━━━━━ Texto proporcionado
Un testimonio parecido proporcionó un rescatista de Protección Civil que participó en el rescate de Alexis. El funcionario pidió omitir su nombre.

“Mi compañero y yo fuimos quienes atendimos al chavo que estaban linchando. Como a las seis y media de la tarde pudimos rescatarlo de la gente que lo estaba golpeando. Decían que era uno de los que se estaba robando a las niñas”.

Una vez que lo rescataron, le colocaron suero y le curaron las heridas, ninguna de gravedad.

“CUANDO LO ESTÁBAMOS ATENDIENDO ÉL DIJO QUE, SUPUESTAMENTE, LE PAGABAN 10 MIL PESOS POR CADA NIÑA QUE ROBARA”.

Arturo Robles, padre de Joselín, no entiende qué pasó: “¿Por qué lo dejaron ir las autoridades? No lo sabemos. Esperamos que lo estén siguiendo. Eso esperamos”.

Han pasado cuatro meses desde que Joselín salió de la estación del Mexibús hacia su casa y nunca llegó. La familia Robles Sánchez ha intentado, sin demasiada fortuna, enfrentar su ausencia.

Apenas se entra a la casa, un conjunto de fotografías individuales de las tres hijas del matrimonio da la bienvenida. La de Joselín primero porque es la hermana mayor. Es la foto de su presentación: tiene tres años, lleva un vestido rosa y una diadema de flores. A los pies del retrato, un librero acondicionado con más fotos de la joven, rodeadas de flores, una veladora y figuras: la de un niño Jesús, un San Judas Tadeo, un Jesús y una virgen.
━━━━━━━━━━
━━━━━ Datos disponibles
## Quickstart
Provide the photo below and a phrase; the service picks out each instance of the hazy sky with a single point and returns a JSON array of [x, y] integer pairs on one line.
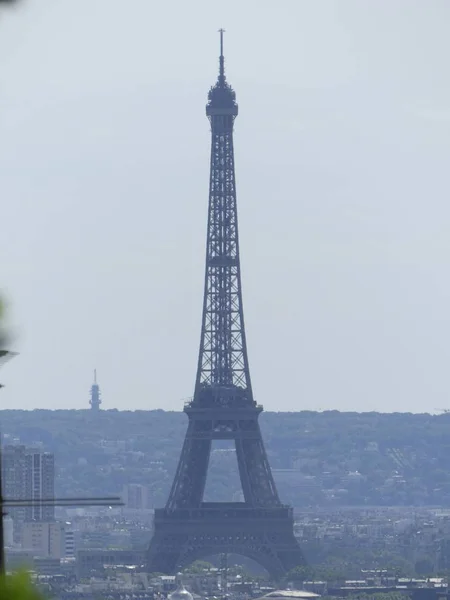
[[342, 158]]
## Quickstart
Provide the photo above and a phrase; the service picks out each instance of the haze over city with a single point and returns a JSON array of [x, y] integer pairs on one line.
[[341, 150]]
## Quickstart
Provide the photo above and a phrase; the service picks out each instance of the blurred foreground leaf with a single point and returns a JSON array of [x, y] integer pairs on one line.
[[18, 587]]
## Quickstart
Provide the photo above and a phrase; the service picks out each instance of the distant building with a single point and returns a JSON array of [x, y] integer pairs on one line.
[[46, 539], [28, 475], [39, 485], [95, 400], [137, 497], [69, 543]]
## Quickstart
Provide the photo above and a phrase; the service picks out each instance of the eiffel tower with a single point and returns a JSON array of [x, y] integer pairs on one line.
[[223, 408]]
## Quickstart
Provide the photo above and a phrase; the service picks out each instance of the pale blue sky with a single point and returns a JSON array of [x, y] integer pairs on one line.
[[342, 147]]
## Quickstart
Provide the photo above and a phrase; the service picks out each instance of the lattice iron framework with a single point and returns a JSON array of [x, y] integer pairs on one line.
[[223, 406]]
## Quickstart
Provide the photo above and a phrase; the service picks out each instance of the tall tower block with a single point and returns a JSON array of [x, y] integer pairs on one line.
[[95, 400], [223, 407]]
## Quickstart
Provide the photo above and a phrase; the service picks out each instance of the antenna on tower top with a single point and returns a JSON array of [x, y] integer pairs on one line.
[[222, 60]]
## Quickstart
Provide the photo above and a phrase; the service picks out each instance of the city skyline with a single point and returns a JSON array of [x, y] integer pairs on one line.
[[342, 201]]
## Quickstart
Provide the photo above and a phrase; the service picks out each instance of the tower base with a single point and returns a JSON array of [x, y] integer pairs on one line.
[[262, 534]]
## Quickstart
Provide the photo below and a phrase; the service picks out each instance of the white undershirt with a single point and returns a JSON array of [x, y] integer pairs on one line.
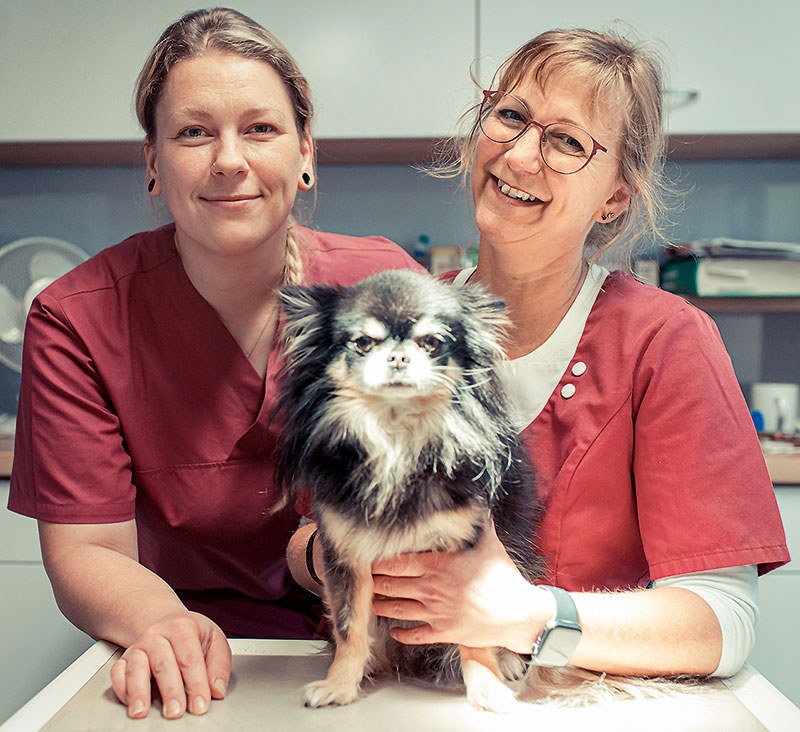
[[731, 592]]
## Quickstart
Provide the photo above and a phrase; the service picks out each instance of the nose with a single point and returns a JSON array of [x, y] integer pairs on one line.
[[229, 158], [398, 360], [525, 153]]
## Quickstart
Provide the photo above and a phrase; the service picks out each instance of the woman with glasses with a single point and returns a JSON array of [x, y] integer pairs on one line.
[[144, 446], [659, 512]]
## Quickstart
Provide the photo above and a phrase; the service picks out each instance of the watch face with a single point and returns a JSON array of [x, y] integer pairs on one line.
[[556, 646]]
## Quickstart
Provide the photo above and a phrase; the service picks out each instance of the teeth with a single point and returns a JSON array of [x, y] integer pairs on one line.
[[513, 192]]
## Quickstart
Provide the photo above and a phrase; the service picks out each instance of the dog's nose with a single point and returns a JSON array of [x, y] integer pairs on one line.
[[397, 360]]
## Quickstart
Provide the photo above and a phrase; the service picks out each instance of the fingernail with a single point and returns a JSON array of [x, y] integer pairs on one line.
[[199, 705]]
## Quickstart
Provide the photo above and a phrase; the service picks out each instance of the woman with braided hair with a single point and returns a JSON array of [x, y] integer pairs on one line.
[[143, 445]]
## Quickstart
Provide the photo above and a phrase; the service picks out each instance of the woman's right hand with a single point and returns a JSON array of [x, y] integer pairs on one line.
[[189, 658], [101, 587]]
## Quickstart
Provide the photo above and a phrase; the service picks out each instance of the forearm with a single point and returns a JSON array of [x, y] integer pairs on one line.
[[649, 632], [109, 595], [297, 559]]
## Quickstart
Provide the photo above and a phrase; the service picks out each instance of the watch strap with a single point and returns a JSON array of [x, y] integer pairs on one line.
[[561, 633]]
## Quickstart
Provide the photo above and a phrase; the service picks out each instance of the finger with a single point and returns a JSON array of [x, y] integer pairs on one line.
[[403, 565], [218, 664], [132, 685], [396, 586], [400, 609], [168, 678], [192, 665], [118, 680], [416, 636]]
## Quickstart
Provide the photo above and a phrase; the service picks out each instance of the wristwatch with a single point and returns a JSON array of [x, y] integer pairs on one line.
[[561, 633]]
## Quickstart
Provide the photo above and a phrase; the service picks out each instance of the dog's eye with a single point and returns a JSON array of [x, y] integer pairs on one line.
[[364, 343], [430, 344]]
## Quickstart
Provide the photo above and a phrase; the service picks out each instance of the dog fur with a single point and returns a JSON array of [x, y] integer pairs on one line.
[[394, 419]]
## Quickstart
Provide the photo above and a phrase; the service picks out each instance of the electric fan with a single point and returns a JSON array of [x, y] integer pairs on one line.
[[27, 266]]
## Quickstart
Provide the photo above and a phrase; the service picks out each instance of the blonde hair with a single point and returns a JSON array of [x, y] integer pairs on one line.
[[224, 30], [620, 75]]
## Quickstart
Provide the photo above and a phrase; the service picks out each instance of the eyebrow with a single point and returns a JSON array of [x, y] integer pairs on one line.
[[560, 120], [251, 112]]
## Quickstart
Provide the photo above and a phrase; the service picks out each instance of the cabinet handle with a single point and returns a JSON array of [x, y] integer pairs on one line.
[[675, 98]]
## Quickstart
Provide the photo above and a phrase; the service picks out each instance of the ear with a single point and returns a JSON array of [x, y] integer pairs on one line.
[[307, 315], [616, 205], [487, 318], [307, 162], [152, 174]]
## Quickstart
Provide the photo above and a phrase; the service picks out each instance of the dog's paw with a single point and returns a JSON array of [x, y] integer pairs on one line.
[[491, 695], [326, 693]]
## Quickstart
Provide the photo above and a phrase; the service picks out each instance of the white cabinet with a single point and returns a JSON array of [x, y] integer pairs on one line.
[[775, 654], [741, 57], [37, 641], [376, 70]]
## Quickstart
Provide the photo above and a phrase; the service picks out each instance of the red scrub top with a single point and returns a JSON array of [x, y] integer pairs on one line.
[[648, 462], [137, 403]]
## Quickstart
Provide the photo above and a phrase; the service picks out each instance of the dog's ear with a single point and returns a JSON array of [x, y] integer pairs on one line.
[[307, 318], [486, 318]]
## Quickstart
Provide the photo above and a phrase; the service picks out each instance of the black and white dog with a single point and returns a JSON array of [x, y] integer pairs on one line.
[[394, 418]]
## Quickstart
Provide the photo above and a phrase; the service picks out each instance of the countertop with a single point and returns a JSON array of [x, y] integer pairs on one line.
[[267, 676]]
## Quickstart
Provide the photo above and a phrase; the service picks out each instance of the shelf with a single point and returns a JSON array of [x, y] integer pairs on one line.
[[397, 151], [746, 304], [784, 468]]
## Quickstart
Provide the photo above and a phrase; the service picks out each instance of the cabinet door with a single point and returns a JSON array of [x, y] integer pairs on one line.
[[375, 69], [741, 58], [37, 642]]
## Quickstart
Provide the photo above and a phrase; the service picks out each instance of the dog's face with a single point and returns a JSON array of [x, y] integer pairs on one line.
[[392, 355], [396, 335]]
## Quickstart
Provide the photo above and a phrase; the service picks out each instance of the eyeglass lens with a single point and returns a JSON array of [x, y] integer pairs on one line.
[[565, 147]]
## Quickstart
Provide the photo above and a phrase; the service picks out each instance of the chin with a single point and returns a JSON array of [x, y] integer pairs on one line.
[[393, 418]]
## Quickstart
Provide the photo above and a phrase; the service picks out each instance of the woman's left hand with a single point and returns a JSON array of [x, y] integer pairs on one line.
[[475, 597]]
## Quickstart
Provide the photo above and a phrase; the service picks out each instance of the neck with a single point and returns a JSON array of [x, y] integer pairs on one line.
[[236, 285], [242, 289], [538, 294]]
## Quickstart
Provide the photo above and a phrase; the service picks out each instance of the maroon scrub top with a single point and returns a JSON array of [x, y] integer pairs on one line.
[[648, 462], [137, 403]]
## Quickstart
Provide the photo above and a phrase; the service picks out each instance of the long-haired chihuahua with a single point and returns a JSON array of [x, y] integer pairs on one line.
[[394, 419]]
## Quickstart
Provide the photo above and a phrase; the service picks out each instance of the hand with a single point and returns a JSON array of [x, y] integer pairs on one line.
[[475, 598], [190, 659]]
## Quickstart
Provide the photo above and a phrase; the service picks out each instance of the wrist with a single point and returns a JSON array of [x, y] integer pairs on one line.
[[539, 607], [561, 634], [310, 565]]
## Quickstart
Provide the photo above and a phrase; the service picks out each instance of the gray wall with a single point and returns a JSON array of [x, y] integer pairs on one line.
[[95, 207]]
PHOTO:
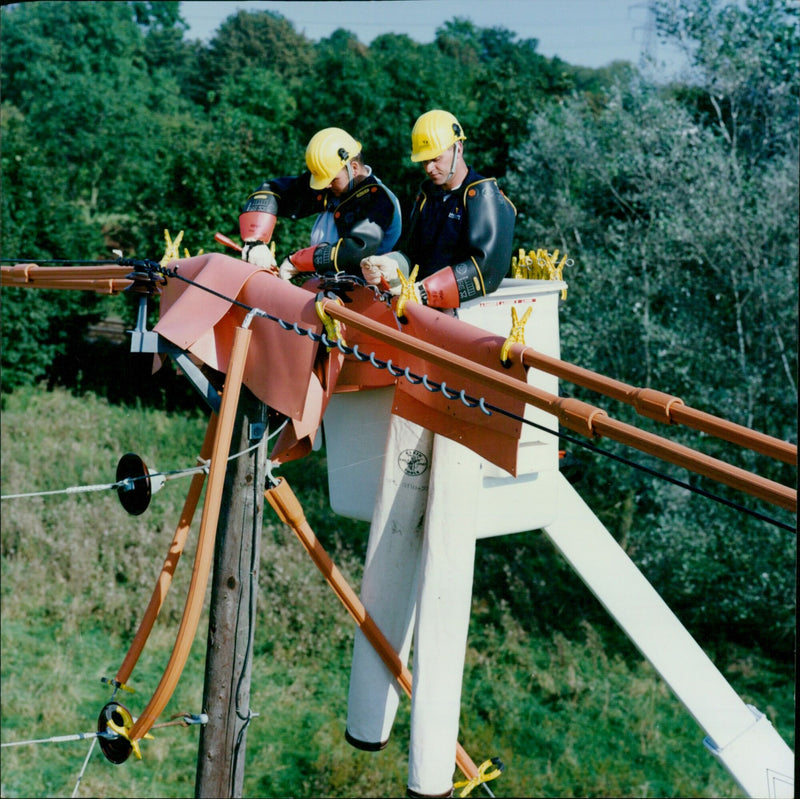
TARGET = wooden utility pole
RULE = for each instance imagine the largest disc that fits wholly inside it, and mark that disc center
(234, 594)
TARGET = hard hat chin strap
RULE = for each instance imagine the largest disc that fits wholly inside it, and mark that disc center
(452, 164)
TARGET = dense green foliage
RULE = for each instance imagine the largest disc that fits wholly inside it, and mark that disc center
(550, 686)
(678, 204)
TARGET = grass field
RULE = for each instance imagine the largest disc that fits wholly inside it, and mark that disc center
(571, 710)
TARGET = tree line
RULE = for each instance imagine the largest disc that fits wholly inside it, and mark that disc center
(677, 202)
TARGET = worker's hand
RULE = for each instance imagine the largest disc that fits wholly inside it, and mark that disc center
(259, 254)
(384, 271)
(287, 270)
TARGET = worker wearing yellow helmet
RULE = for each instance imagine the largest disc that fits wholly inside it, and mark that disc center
(461, 226)
(417, 578)
(357, 215)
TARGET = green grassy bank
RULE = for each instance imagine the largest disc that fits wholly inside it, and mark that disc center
(553, 690)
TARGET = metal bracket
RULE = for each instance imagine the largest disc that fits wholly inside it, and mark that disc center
(144, 340)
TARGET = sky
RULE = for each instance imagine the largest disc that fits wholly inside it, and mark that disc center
(590, 33)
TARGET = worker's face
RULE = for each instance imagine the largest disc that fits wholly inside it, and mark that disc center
(341, 182)
(438, 169)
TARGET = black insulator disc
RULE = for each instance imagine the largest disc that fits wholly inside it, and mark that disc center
(135, 498)
(117, 750)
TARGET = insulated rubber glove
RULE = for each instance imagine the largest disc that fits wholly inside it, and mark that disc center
(259, 254)
(287, 270)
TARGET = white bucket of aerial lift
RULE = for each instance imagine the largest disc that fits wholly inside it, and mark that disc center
(356, 425)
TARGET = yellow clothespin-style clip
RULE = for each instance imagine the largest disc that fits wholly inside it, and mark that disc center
(408, 290)
(488, 770)
(333, 328)
(517, 334)
(124, 729)
(172, 253)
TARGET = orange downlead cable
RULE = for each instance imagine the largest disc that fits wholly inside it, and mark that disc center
(286, 505)
(575, 415)
(170, 562)
(660, 406)
(205, 544)
(100, 286)
(40, 276)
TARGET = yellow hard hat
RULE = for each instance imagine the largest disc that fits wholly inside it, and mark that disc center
(433, 133)
(327, 153)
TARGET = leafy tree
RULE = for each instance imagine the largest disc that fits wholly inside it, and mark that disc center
(260, 40)
(745, 59)
(671, 243)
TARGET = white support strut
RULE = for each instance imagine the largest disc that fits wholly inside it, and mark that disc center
(744, 739)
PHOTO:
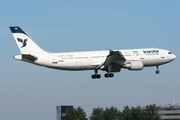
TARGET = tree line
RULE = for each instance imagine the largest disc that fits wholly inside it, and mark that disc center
(112, 113)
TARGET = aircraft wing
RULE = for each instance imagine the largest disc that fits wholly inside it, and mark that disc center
(113, 61)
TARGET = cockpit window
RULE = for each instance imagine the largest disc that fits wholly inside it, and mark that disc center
(169, 53)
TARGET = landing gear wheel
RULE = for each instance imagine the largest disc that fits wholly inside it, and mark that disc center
(96, 76)
(111, 75)
(157, 71)
(106, 75)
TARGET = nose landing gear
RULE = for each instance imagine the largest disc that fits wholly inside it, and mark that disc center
(96, 75)
(157, 71)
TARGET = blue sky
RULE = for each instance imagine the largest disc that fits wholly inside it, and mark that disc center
(66, 26)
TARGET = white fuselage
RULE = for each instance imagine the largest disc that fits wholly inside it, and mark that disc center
(91, 59)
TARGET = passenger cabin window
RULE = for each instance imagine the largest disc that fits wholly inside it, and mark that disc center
(169, 53)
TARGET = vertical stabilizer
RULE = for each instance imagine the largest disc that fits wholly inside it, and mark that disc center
(25, 43)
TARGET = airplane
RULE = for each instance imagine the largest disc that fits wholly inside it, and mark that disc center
(107, 60)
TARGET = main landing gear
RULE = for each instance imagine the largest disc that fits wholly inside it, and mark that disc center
(107, 75)
(96, 75)
(157, 71)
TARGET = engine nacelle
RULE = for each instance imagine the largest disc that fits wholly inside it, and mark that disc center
(134, 65)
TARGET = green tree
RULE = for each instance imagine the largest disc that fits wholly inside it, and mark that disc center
(152, 112)
(75, 114)
(97, 114)
(126, 113)
(112, 113)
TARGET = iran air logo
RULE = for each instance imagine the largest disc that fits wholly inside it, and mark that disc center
(24, 42)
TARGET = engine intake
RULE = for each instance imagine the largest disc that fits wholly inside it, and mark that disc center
(134, 65)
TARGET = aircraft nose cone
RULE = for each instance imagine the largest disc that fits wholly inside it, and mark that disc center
(174, 57)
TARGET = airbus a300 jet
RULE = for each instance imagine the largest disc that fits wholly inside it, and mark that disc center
(107, 60)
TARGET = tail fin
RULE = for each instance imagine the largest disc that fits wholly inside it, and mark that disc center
(25, 43)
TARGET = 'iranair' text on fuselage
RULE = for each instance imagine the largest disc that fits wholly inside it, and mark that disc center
(151, 52)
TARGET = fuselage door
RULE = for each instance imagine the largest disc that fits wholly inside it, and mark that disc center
(54, 59)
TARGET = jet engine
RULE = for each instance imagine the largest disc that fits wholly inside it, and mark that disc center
(133, 65)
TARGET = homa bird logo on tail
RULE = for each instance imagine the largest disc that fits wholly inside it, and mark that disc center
(24, 42)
━━━━━━━━━━
Continúa el texto sobre la desaparición de Joselín a partir de donde se detiene. Los registros proceden de una fuente distinta a la del texto.

“Estamos acostumbrados a hacer actividades en familia. Cuando hemos intentado hacer algo, no podemos —confiesa su papá—. Quisimos ir al cine, pero no se pudo. Alguien falta”.

La ausencia se siente en la casa. La silla vacía donde se sentaba Joselín. El plato de sopa caliente que no se sirvió. El asiento del auto no ocupado. La cama que desde hace semanas no se destiende.

Cualquier cosa trae de regreso su recuerdo. “Tratamos de distraernos, para estar más tranquilos. Sus hermanas son chicas, tienen 13 y 12 años, y las ocupamos con la escuela, pues aún no comprenden bien lo que sucede”.

El vacío se ha hecho más hondo. La culpa, los reproches, los “hubiera” han llegado. Y el remordimiento cuando se han descubierto a sí mismos hablando de ella en pasado: “ella fue”, “ella quería”, “ella era”.

Días antes de desaparecer, la joven se preparaba para presentar el examen de ingreso a la UNAM. Su ambición era cursar una nueva carrera: la de Ciencia Forense. De esa disciplina depende hoy conocer su destino.

Su padre habla con orgullo:

“ES UNA CHICA ENTREGADA A LA ESCUELA, MUY INTELIGENTE. ES UNA DE LAS QUE SACA MEJORES CALIFICACIONES”.

Estudiosa, pues, y con dos pasiones: la música pop, en particular Madonna —no se perdió el concierto en el
DF—. Y el futbol, adora el futbol.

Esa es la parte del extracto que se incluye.